• **Exercise description**: Please render the rows below as a JSON list of strings, one string per line, with any blank lines omitted.

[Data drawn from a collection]
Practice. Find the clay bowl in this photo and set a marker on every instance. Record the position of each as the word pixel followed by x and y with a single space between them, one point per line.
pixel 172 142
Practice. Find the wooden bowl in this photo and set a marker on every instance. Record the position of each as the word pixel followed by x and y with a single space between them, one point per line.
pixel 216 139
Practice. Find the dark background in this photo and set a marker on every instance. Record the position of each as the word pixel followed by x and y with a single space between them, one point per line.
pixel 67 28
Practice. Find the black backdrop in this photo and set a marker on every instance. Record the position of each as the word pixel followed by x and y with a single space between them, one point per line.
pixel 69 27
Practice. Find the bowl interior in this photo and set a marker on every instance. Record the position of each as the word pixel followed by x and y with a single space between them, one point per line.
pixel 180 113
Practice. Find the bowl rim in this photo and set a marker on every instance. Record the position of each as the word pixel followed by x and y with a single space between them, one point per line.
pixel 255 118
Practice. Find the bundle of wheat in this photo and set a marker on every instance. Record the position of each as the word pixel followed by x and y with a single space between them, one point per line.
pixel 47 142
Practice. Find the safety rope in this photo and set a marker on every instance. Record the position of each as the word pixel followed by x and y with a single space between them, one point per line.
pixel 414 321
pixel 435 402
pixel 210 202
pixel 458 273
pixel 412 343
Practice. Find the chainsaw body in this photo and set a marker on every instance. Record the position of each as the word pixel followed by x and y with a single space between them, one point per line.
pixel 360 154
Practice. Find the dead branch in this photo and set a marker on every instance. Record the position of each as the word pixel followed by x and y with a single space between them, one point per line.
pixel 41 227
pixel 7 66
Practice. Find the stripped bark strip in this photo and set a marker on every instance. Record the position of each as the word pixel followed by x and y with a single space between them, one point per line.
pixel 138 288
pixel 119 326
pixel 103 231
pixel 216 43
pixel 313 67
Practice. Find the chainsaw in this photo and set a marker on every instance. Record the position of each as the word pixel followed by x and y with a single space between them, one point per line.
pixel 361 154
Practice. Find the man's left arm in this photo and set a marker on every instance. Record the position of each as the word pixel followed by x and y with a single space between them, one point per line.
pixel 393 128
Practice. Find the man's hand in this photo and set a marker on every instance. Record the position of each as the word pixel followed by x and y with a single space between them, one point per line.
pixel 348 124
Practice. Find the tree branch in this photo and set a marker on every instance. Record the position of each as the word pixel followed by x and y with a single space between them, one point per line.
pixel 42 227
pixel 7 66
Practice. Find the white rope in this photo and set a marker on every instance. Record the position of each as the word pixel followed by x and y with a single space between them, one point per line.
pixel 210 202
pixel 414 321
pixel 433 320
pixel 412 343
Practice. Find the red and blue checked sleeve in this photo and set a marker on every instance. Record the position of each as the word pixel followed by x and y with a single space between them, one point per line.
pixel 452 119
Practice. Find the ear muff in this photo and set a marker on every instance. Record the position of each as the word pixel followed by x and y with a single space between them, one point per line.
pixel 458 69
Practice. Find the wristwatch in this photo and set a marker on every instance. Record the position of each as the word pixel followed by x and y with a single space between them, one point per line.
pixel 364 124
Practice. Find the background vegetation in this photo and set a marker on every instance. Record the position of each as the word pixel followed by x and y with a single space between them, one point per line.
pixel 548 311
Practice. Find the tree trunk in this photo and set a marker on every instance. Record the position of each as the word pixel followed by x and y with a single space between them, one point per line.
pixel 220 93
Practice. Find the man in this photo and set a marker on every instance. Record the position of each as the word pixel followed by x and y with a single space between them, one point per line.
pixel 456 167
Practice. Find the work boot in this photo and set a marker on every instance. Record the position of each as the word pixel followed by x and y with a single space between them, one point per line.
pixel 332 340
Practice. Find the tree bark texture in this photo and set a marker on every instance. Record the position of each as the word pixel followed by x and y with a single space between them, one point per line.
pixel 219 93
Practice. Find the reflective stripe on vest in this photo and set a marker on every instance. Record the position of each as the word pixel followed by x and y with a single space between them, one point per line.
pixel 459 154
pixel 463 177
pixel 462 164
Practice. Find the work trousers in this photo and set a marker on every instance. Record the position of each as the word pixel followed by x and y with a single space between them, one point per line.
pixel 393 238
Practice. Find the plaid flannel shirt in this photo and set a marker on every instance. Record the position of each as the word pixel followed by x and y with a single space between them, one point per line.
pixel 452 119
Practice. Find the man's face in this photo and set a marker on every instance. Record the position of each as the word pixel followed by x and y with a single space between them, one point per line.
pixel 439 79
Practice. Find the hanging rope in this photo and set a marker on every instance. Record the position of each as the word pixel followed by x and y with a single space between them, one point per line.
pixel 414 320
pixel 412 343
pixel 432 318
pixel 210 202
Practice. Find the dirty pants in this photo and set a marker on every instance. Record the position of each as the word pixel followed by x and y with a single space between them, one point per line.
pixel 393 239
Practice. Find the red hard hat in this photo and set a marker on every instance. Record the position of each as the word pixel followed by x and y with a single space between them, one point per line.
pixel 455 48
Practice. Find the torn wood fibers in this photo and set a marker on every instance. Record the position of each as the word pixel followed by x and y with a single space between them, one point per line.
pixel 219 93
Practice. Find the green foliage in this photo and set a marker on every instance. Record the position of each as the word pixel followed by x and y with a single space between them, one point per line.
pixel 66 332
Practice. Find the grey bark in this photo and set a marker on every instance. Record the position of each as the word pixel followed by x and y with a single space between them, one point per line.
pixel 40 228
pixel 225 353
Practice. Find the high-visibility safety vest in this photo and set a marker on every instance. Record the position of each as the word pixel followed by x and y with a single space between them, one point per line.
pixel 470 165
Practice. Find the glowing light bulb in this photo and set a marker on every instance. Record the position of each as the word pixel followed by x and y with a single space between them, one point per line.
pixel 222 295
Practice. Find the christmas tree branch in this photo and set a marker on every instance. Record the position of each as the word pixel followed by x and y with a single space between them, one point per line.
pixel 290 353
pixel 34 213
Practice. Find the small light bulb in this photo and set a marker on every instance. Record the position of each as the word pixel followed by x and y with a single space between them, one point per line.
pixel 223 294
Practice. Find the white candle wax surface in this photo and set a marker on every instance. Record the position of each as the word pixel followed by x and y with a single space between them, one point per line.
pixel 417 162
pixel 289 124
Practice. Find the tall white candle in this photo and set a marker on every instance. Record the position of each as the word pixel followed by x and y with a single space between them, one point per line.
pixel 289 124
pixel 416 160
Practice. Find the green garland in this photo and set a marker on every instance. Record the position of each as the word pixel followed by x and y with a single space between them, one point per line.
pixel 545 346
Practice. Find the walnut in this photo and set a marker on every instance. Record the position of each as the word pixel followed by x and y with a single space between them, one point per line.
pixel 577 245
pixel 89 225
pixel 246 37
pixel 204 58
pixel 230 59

• **Full solution**:
[
  "Practice. Find the clay bowl in this photo and set a marker on every instance. Record the position of each as the word pixel followed by x and y with a single space between them, one point per line.",
  "pixel 172 142",
  "Practice. Find the wooden bowl in this photo and set a marker on every instance. Record the position of each as the word pixel followed by x and y with a single space between them, one point per line.",
  "pixel 216 139",
  "Practice. Find the dark background in this photo and set a marker on every instance. Record the position of each as the word pixel followed by x and y with a single space between them, one point per line.",
  "pixel 67 28",
  "Practice. Find the black backdrop in this photo and set a marker on every instance. Record the position of each as the word pixel followed by x and y with a single space between them, one point per line.",
  "pixel 69 27",
  "Practice. Find the bowl interior in this photo and set a marker on every instance. Record the position of each as the word pixel followed by x and y with a single space between them, one point per line.",
  "pixel 180 113",
  "Practice. Find the bowl rim in this photo and set a marker on every instance. Record the position of each as the word pixel followed by x and y with a single space between them, one point per line.",
  "pixel 255 118",
  "Practice. Find the bundle of wheat in this photo and set a marker on every instance. Record the position of each as the word pixel followed by x and y with a single space between them, one point per line.",
  "pixel 47 142",
  "Practice. Find the safety rope in this photo and set a marker on every instance. Record the position of each as the word pixel followed by x and y with a single space between them, one point per line.",
  "pixel 414 321",
  "pixel 435 402",
  "pixel 210 202",
  "pixel 458 273",
  "pixel 412 343",
  "Practice. Find the chainsaw body in this photo and set a marker on every instance. Record the position of each as the word pixel followed by x and y with a single space between them, one point per line.",
  "pixel 360 154",
  "Practice. Find the dead branch in this photo and set a marker on every instance. Record the position of each as the word pixel followed by x and y with a single space between them, one point per line.",
  "pixel 41 227",
  "pixel 7 66",
  "Practice. Find the stripped bark strip in this photo and set a marker on every instance. Record the position of each as the word pixel followed by x and y with a single space between them, one point per line.",
  "pixel 138 288",
  "pixel 119 326",
  "pixel 103 231",
  "pixel 216 43",
  "pixel 313 67",
  "Practice. Find the chainsaw in this photo and set a marker on every instance. Record the position of each as the word pixel followed by x and y with a single space between them, one point per line.",
  "pixel 361 154",
  "Practice. Find the man's left arm in this photo and set a marker on every instance. Record the position of each as the word pixel followed by x and y with a single space between them, one point per line.",
  "pixel 393 128",
  "Practice. Find the man's hand in this photo and set a marker on every instance. Record the position of each as the word pixel followed by x and y with a single space between them, one point per line.",
  "pixel 348 124",
  "Practice. Find the tree branch in this photo and set a marker on every instance. Record the position of each as the word pixel followed by x and y with a single space between them, one point per line.",
  "pixel 42 227",
  "pixel 7 66",
  "Practice. Find the white rope in this photo and set a marker on every instance. Record the position of each as the word pixel followed by x and y with a single space between them, one point per line.",
  "pixel 210 202",
  "pixel 414 321",
  "pixel 433 320",
  "pixel 412 343",
  "Practice. Find the red and blue checked sleeve in this photo and set a marker on every instance. Record the position of each as the word pixel followed by x and y with a single space between them, one point per line.",
  "pixel 452 119",
  "Practice. Find the ear muff in this photo and set a marker on every instance. Record the position of each as the word pixel followed by x and y with a single space between them, one point per line.",
  "pixel 458 69",
  "Practice. Find the wristwatch in this photo and set a marker on every instance. Record the position of each as the word pixel followed by x and y with a single space between them, one point per line.",
  "pixel 364 124",
  "Practice. Find the background vegetation in this photo and set a marker on every instance. Record the position of each as the word pixel followed by x and y with a single space between them, one point per line.",
  "pixel 548 311",
  "Practice. Find the tree trunk in this photo and set a marker on every instance. Record the position of each as the word pixel followed by x and y with a single space between them, one point per line.",
  "pixel 220 93",
  "Practice. Find the man in this photo and set a marker on every instance. Record the position of each as the word pixel followed by x and y with a single space between them, one point per line.",
  "pixel 456 167",
  "Practice. Find the work boot in this photo and set a marker on every instance. Record the position of each as the word pixel followed by x and y with a single space between them, one point per line.",
  "pixel 332 340",
  "Practice. Find the tree bark texture in this photo and set a marker on every instance. Record the position of each as the word pixel followed by x and y with a single space between them, one point per line.",
  "pixel 219 93",
  "Practice. Find the reflective stripe on vest in this photo and set a marker on every instance. Record the position of each as the word pixel followed by x and y with a single space between them, one point per line.",
  "pixel 459 154",
  "pixel 463 177",
  "pixel 462 164",
  "Practice. Find the work trousers in this photo and set a marker on every instance. Record the position of each as the word pixel followed by x and y with a single space between them, one point per line.",
  "pixel 393 238",
  "Practice. Find the plaid flannel shirt in this photo and set a marker on every instance. Record the position of each as the word pixel followed by x and y with a single space between them, one point per line.",
  "pixel 452 119",
  "Practice. Find the man's face in this photo and set a marker on every instance. Record the position of each as the word pixel followed by x and y with a single space between them, one point per line.",
  "pixel 439 79",
  "Practice. Find the hanging rope in this photo and set a marker on every instance. Record the position of each as the word pixel followed by x and y with a single space between them, one point per line.",
  "pixel 414 320",
  "pixel 412 343",
  "pixel 432 318",
  "pixel 210 202",
  "Practice. Find the dirty pants in this photo and set a marker on every instance. Record the position of each as the word pixel followed by x and y with a single space between them, one point per line.",
  "pixel 393 239",
  "Practice. Find the red hard hat in this photo and set a marker on every instance. Record the position of each as the word pixel followed by x and y with a single space between them, one point per line.",
  "pixel 455 48",
  "Practice. Find the torn wood fibers in this photo and set a marker on every instance. Record the position of each as the word pixel followed by x and y with a single space between them, one point per line.",
  "pixel 219 93",
  "Practice. Find the green foliage in this photo and set a marker on every instance. Record the position of each as the word pixel followed by x and y with a single space between them, one point per line.",
  "pixel 66 332",
  "Practice. Find the grey bark in this photo and set a marker on every instance. Record the position of each as the word pixel followed by x and y with a single space between them, one point per line.",
  "pixel 40 228",
  "pixel 225 353",
  "Practice. Find the high-visibility safety vest in this photo and set a marker on every instance. Record the position of each as the word pixel followed by x and y with a single space between them, one point per line.",
  "pixel 470 165",
  "Practice. Find the glowing light bulb in this photo and set a marker on every instance. Record the position of each as the word pixel followed by x and y with a single space between them, one point per line.",
  "pixel 222 295",
  "Practice. Find the christmas tree branch in this photo and set a marker on every instance. Record the position of each as the word pixel followed by x and y with a single space between them, one point per line.",
  "pixel 290 353",
  "pixel 34 213",
  "Practice. Find the small light bulb in this photo and set a marker on every instance. Record the position of each as the word pixel followed by x and y with a single space between them, one point per line.",
  "pixel 223 294",
  "Practice. Find the white candle wax surface in this photo and set a marker on every instance. Record the position of each as the word pixel followed by x and y with a single space between them, one point per line.",
  "pixel 417 162",
  "pixel 289 124",
  "Practice. Find the tall white candle in this photo and set a marker on every instance. Record the position of each as the word pixel followed by x and y with a single space between them, one point per line.",
  "pixel 289 124",
  "pixel 416 160",
  "Practice. Find the green garland in this photo and set a marker on every instance. Record the position of each as the word pixel followed by x and y with a single space between them, one point per line.",
  "pixel 545 346",
  "Practice. Find the walnut in this photo and set a marker on every instance. Record the position of each as the word pixel followed by x and y with a single space between them, one point per line.",
  "pixel 577 245",
  "pixel 89 225",
  "pixel 246 37",
  "pixel 204 58",
  "pixel 230 59"
]